- Consigne: Recopiez mot pour mot, dans son intégralité, l'extrait consacré à la sagesse des hobbits.

- Extrait de page:
Après une courte préface de Peter S. Beagle (dont nous ne saurions que trop recommander la lecture de son recueil de nouvelles, « Le Rhinocéros qui citait Nietzsche »), Noble Smith, qui a vécu à Paris, se fend d’une préface propre à l’édition française qui nous caresse dans le sens du poil (ce poil que nous avons, en brave hobbits, sur le dessus des pieds) en nous expliquant que nous autres Français sommes particulièrement semblables à des hobbits, parce que nous sommes experts en bonne chère et en boisson, amateurs de marche au grand air, que nous préférons l’amitié profonde à la superficialité et aimons les conversations intenses.



«  Quand on se goinfre dans un fast-food, on pourrait aussi bien avaler de la bouffe pour Orques.  »

Après de tels compliments, avons-nous encore besoin de la sagesse de la Comté ? Assurément, oui, car si nous sommes indiscutablement des champions de la bonne chère (mais nous ne mangeons pas encore comme eux six fois par jour), nous avons encore besoin de progresser un peu pour être de parfaits hobbits. Entre autres thématiques – une vingtaine environ, déclinées en autant de chapitres – , Noble Smith nous apprend à surmonter ce qui en nous exerce un effet délétère (notre équivalent de l’anneau), à composer avec ceux qui (hélas nombreux) font office dans notre entourage de véritables Gollums, à aménager partout nos propres terriers de Hobbits, à dormir mieux et plus longtemps, à ne pas nous dissiper en occupations superficielles et qui finalement ne nous apportent pas de véritables satisfactions, pour mieux nous concentrer sur l’essentiel, comme la marche, la fête, la camaraderie, le jardin, la nature et autres plaisirs intemporels.

- Données recueillies:
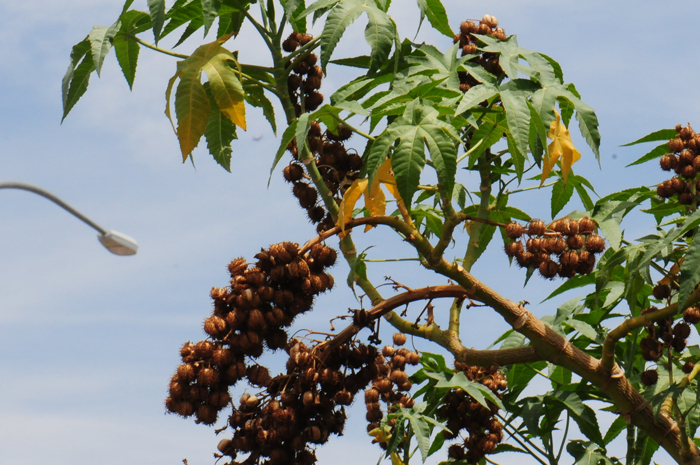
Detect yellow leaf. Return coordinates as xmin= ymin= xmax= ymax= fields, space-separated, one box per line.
xmin=338 ymin=179 xmax=367 ymax=232
xmin=540 ymin=110 xmax=581 ymax=186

- Résultat de l'exercice:
Après une courte préface de Peter S. Beagle (dont nous ne saurions que trop recommander la lecture de son recueil de nouvelles, « Le Rhinocéros qui citait Nietzsche »), Noble Smith, qui a vécu à Paris, se fend d’une préface propre à l’édition française qui nous caresse dans le sens du poil (ce poil que nous avons, en brave hobbits, sur le dessus des pieds) en nous expliquant que nous autres Français sommes particulièrement semblables à des hobbits, parce que nous sommes experts en bonne chère et en boisson, amateurs de marche au grand air, que nous préférons l’amitié profonde à la superficialité et aimons les conversations intenses.



«  Quand on se goinfre dans un fast-food, on pourrait aussi bien avaler de la bouffe pour Orques.  »

Après de tels compliments, avons-nous encore besoin de la sagesse de la Comté ? Assurément, oui, car si nous sommes indiscutablement des champions de la bonne chère (mais nous ne mangeons pas encore comme eux six fois par jour), nous avons encore besoin de progresser un peu pour être de parfaits hobbits. Entre autres thématiques – une vingtaine environ, déclinées en autant de chapitres – , Noble Smith nous apprend à surmonter ce qui en nous exerce un effet délétère (notre équivalent de l’anneau), à composer avec ceux qui (hélas nombreux) font office dans notre entourage de véritables Gollums, à aménager partout nos propres terriers de Hobbits, à dormir mieux et plus longtemps, à ne pas nous dissiper en occupations superficielles et qui finalement ne nous apportent pas de véritables satisfactions, pour mieux nous concentrer sur l’essentiel, comme la marche, la fête, la camaraderie, le jardin, la nature et autres plaisirs intemporels.